- Fragmento de texto
# # # # # # #
César romero

Un beso a Mastroianni

Marcello Mastroianni, leído aunque nada presuntuoso, no escribió sus memorias

Cuando eres pequeño, tus padres, y tus hermanos mayores, si tienes, son tu mundo, delimitan sus confines. Tanto como para creer que sus nombres son suyos y de nadie más. Recuerdo la sensación al oír por vez primera el nombre de mi padre y mi hermano mayor referido a otro. De conocer entonces la palabra hubiera pensado que aquel hombre de mirada irónica y melancólica de la tele, Marcello Mastroianni, era un usurpador. En verdad sólo era una leve resquebrajadura en la burbuja de aquel niño ingenuo, el primer extrañamiento con que la vida lo iría educando.
# # # # # # #
- Consigna 1
Reescribe de forma más breve el párrafo del texto que empieza con "Cuando eres pequeño" y conserva sus datos principales.
El texto y los registros no tienen relación entre sí.

Registros de etiquetado de ubicaciones:
# # # # # # #
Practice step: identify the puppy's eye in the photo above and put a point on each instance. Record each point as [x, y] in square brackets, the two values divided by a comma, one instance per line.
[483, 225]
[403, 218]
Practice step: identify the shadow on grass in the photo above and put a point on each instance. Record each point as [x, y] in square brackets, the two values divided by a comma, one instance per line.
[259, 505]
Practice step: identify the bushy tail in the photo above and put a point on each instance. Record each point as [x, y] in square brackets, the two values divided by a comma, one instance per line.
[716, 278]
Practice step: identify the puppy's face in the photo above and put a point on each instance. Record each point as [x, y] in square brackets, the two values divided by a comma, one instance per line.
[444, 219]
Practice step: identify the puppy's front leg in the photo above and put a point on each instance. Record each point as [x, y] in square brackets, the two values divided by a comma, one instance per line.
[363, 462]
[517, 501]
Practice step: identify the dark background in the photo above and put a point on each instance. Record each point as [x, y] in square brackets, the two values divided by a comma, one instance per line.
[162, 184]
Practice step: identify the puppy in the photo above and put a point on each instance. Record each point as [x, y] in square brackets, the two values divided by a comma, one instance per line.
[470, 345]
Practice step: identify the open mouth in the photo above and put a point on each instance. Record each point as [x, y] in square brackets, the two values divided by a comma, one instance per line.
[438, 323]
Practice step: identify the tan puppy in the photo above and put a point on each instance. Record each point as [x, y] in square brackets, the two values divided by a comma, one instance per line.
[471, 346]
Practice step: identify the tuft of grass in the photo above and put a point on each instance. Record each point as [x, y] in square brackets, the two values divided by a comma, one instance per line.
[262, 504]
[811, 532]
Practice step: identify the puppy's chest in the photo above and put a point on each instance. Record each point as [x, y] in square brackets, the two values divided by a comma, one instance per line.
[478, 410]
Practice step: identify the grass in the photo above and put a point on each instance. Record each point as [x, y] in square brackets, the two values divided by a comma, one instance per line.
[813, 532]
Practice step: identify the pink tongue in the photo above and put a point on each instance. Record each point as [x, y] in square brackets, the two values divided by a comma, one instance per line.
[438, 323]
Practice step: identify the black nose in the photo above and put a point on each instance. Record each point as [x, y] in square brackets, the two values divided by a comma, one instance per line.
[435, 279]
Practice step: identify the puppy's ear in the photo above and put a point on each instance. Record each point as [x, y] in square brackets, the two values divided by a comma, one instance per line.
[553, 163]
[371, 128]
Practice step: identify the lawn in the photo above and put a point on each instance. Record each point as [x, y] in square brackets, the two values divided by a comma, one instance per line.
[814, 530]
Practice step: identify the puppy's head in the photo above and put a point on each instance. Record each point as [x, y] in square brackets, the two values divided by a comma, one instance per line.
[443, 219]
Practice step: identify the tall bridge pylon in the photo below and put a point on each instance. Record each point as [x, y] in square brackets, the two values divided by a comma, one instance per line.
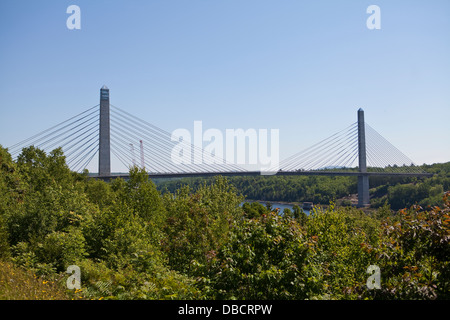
[104, 149]
[363, 178]
[106, 130]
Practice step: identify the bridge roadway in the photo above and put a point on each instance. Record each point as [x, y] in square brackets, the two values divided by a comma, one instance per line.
[260, 173]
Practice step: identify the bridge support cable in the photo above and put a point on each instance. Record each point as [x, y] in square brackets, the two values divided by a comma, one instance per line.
# # # # # # #
- Consigna 2
Selecciona cada línea de los registros que contenga la cadena "tail". Se distingue entre mayúsculas y minúsculas.

- Solución desarrollada 1
En la infancia, los padres y los hermanos mayores forman el mundo entero, hasta el punto de creer que sus nombres les pertenecen solo a ellos. Quien narra recuerda la primera vez que oyó el nombre de su padre y de su hermano mayor aplicado a otro: Marcello Mastroianni, el hombre de mirada irónica y melancólica de la tele. De haber conocido la palabra, lo habría llamado usurpador. En realidad fue solo una leve grieta en la burbuja de aquel niño ingenuo, el primer extrañamiento con el que la vida lo iría educando.

- Solución desarrollada 2
Practice step: identify the bushy tail in the photo above and put a point on each instance. Record each point as [x, y] in square brackets, the two values divided by a comma, one instance per line.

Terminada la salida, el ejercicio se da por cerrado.